— BEGIN —
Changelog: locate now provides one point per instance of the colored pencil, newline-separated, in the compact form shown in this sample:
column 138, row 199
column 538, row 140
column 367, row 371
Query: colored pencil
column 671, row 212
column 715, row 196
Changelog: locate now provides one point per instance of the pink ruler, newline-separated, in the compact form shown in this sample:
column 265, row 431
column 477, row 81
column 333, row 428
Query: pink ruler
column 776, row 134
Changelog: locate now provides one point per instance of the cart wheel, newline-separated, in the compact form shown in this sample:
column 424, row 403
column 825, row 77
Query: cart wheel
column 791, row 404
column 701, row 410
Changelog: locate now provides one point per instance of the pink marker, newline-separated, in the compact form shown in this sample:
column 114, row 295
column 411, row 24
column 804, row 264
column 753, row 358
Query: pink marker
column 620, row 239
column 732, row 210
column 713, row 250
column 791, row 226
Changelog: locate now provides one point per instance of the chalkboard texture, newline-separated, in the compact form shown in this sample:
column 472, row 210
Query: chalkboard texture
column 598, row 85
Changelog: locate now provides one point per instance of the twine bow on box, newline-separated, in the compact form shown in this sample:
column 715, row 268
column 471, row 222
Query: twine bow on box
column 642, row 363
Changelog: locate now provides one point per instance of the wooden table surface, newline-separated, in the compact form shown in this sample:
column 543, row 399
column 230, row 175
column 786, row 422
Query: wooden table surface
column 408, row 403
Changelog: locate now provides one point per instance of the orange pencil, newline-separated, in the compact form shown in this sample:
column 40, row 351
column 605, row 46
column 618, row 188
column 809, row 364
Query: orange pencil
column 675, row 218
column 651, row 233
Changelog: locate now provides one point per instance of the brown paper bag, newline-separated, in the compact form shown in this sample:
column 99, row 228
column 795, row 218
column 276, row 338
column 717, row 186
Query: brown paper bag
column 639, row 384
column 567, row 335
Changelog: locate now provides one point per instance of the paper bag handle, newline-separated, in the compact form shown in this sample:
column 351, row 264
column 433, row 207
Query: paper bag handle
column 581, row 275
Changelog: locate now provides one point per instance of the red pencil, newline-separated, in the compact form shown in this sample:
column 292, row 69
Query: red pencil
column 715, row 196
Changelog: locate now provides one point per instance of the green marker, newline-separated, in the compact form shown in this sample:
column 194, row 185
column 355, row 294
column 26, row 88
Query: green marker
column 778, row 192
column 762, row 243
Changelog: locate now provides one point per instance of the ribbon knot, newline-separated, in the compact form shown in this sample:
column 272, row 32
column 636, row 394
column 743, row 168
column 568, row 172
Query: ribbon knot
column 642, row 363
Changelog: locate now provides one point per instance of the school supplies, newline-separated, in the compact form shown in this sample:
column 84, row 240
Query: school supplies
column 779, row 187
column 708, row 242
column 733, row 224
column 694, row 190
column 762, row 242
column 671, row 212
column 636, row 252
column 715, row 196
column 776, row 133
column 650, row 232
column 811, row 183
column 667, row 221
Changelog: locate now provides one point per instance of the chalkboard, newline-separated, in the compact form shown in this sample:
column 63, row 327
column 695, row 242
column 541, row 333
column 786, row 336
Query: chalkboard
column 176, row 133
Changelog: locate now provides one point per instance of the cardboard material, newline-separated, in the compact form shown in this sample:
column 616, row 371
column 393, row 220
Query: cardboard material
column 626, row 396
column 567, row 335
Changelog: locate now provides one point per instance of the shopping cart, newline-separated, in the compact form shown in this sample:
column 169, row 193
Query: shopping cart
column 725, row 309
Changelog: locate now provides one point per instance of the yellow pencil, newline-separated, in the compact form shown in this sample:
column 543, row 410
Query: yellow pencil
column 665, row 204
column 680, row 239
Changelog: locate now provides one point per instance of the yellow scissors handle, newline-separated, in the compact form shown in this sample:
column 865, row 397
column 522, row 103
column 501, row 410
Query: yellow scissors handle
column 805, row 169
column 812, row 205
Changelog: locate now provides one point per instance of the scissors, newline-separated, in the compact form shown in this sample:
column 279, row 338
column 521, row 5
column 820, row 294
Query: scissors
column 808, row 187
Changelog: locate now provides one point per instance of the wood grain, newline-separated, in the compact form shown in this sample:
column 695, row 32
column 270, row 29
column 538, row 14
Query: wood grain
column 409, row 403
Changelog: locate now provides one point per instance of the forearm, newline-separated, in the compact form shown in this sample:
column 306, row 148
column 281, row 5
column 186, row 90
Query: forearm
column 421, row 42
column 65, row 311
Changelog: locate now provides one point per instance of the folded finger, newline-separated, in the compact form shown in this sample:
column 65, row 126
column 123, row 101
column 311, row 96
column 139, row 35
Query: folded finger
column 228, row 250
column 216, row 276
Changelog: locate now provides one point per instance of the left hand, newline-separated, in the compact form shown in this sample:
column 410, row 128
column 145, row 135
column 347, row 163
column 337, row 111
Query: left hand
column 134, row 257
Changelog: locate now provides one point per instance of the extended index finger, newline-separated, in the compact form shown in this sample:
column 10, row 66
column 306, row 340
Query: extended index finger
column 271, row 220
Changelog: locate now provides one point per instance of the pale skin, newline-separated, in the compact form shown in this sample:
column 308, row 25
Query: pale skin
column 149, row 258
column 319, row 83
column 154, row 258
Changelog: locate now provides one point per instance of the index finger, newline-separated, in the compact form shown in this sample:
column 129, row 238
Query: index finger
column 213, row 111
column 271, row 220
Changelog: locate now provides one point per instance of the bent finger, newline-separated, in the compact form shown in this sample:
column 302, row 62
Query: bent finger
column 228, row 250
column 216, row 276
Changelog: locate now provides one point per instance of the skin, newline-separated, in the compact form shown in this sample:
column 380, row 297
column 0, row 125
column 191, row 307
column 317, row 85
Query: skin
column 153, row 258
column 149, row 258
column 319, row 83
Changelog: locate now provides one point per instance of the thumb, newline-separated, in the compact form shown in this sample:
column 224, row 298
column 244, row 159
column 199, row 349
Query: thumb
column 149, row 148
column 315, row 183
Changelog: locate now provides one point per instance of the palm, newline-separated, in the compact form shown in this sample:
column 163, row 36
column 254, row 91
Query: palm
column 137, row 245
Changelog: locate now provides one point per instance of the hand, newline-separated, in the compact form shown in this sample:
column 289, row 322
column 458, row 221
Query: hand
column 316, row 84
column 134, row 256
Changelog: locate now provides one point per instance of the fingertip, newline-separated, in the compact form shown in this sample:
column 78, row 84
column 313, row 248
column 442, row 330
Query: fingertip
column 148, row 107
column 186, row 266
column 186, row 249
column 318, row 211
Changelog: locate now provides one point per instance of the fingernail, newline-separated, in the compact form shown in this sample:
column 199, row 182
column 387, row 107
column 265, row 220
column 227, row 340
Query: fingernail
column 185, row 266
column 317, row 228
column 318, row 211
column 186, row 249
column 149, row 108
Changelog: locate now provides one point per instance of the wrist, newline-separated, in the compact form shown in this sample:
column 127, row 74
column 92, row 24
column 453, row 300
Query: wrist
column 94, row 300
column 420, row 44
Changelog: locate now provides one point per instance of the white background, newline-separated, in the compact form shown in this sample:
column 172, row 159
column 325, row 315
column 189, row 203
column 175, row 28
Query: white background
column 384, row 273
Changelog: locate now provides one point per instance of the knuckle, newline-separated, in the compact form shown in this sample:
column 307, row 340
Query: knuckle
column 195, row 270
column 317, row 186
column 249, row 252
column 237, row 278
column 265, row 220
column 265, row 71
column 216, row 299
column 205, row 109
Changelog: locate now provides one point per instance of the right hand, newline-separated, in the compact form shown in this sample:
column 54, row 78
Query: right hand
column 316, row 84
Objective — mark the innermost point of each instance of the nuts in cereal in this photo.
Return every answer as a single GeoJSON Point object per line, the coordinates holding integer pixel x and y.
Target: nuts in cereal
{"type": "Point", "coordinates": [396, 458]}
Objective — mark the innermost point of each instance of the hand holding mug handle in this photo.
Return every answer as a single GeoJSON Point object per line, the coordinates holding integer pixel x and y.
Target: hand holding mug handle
— END —
Write out the records verbatim, starting at the line containing "ruler, newline-separated, in" and ending at the line containing "column 701, row 410", both lines included.

OUTPUT FOR THIS EXERCISE
Changelog: locate now provides one point per instance of the pink ruler, newline-separated, in the compact form shown in this sample:
column 265, row 431
column 477, row 81
column 333, row 428
Query: pink ruler
column 776, row 134
Changelog: locate now provides one point per instance of the cart wheel, newline-separated, in the compact form shown in this sample:
column 424, row 403
column 825, row 77
Query: cart wheel
column 791, row 404
column 701, row 410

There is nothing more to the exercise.